• GIVEN TEXT:
* BEGIN *
Here, the last equation follows from the assumption that A is independent of X when \(L=0\). From this we conclude

$$\begin{aligned}&\text {susp}(X,A)-\text {susp}(X)+H(A|X)\\&\quad =-\sum _{x,a}\Pr (X=x,A=a)\log \left( \frac{1-c_{xa}}{1-c_x}\Pr (A=a|X=x)\right) \\&\quad =-\sum _{x,a}\Pr (X=x,A=a)\log \left( \Pr (A=a|L=0)\right) \\&\quad =-\sum _{a}\Pr (A=a)\log \left( \Pr (A=a|L=0)\right) \\&\quad \ge -\sum _{a}\Pr (A=a)\log (\Pr (A=a))\\&\quad =H(A). \end{aligned}$$

Here the first equality follows from (5) and (6), the second follows from (7) and the inequality follows from inequality (1). There is equality if and only if \(\Pr (A=a)=\Pr (A=a|L=0)\) for all a. \(\square \)

We will now turn to the problem where many people are communicating. We assume that they send messages one at a time, so we can break the protocol into time periods where only one person is communicating, and see the entire protocol as a sequence of one-player protocols. To make the notation simpler, we will assume that the protocol runs for a fixed number of messages, and the player to talk in round k only depends on k, not on which previous messages was sent. Any protocol \(\pi \) can be turned into such a protocol \(\pi '\) by adding dummy messages: In round k of \(\pi '\) we let \(\textsc {plr}_{k\text { mod }n}\) talk. They follow protocol \(\pi \) in the sense that if it is not \(\textsc {plr}_{k\text { mod }n}\)’s turn to talk according to \(\pi \) she sends some fixed message 1, and if it is her turn, she chooses her message as in \(\pi \). The following Corollary show that a statement similar to Lemma 1 holds for each single message in a protocol with many players.
* END *
• PROVIDED DATA:
* BEGIN *
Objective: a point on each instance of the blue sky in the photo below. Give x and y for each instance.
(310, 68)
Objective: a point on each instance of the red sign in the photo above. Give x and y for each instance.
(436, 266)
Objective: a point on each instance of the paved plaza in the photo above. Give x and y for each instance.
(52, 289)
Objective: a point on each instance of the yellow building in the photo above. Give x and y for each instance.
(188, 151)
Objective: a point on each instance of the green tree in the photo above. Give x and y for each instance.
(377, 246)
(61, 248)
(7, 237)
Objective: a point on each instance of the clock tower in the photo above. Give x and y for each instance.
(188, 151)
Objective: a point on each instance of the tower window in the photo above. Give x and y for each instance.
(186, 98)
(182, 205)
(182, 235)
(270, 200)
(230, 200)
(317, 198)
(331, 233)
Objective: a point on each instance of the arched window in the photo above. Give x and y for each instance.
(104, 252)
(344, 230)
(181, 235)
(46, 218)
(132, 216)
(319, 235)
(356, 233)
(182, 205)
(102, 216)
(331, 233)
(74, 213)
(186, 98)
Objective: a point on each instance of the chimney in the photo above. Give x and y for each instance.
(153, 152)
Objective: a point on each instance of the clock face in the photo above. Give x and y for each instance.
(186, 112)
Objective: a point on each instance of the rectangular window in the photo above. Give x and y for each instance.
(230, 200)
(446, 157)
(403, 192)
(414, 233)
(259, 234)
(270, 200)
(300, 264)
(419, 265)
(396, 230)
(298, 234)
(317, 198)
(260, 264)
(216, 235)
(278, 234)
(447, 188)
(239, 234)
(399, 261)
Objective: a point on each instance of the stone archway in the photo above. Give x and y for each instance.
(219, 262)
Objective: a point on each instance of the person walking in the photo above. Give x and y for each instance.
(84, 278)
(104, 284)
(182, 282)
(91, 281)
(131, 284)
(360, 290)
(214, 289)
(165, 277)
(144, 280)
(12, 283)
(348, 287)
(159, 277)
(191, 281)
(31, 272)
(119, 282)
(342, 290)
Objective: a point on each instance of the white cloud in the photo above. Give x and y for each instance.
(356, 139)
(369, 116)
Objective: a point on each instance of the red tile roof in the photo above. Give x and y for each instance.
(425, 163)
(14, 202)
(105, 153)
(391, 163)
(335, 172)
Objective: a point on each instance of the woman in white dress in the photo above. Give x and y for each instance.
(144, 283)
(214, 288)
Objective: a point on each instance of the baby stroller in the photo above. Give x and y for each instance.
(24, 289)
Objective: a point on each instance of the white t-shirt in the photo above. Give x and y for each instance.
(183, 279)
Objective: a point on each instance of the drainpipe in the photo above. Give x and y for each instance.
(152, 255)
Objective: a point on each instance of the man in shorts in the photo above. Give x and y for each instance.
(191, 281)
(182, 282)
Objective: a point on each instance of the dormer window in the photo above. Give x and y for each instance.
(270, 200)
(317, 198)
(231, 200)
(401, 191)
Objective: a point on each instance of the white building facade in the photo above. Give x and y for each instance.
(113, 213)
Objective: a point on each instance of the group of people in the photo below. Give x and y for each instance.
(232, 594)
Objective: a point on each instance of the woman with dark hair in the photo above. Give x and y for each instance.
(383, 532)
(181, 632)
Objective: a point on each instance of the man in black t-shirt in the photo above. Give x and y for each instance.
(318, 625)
* END *
• COMPLETE THE FOLLOWING:
1) Count the lines in the listing that contain the string "clock", and reply with the number only.
2) Carry on the passage about communication protocols from its final sentence.

• TASK-BY-TASK OUTPUTS:
1) 2

2)
Corollary 2

Let \((L,T^{k-1},X)\) have some joint distribution, where \(T^{k-1}\) denotes previous transcript. Let \(T_k\) be the next message sent by Alice. Then

$$\begin{aligned} I\left( X;T_k|T^{k-1}\right) \le \text {susp}\left( X,T^k\right) -\text {susp}\left( X,T^{k-1}\right) . \end{aligned}$$

Proof

For a particular value \(t^{k-1}\) of \(T^{k-1}\) we use Lemma 1 with \((X,T_k)|_{T^{k-1}=t^{k-1}}\) as (XA) to get

$$\begin{aligned} I\left( X;T_k|T^{k-1}=t^{k-1}\right) \le \text {susp}\left( X,T_k,T^{k-1}=t^{k-1}\right) -\text {susp}\left( X,T^{k-1}=t^{k-1}\right) . \end{aligned}$$

By multiplying each side by \(\Pr (T^{k-1}=t^{k-1})\) and summing over all possible \(t^{k-1}\) we get the desired inequality. \(\square \)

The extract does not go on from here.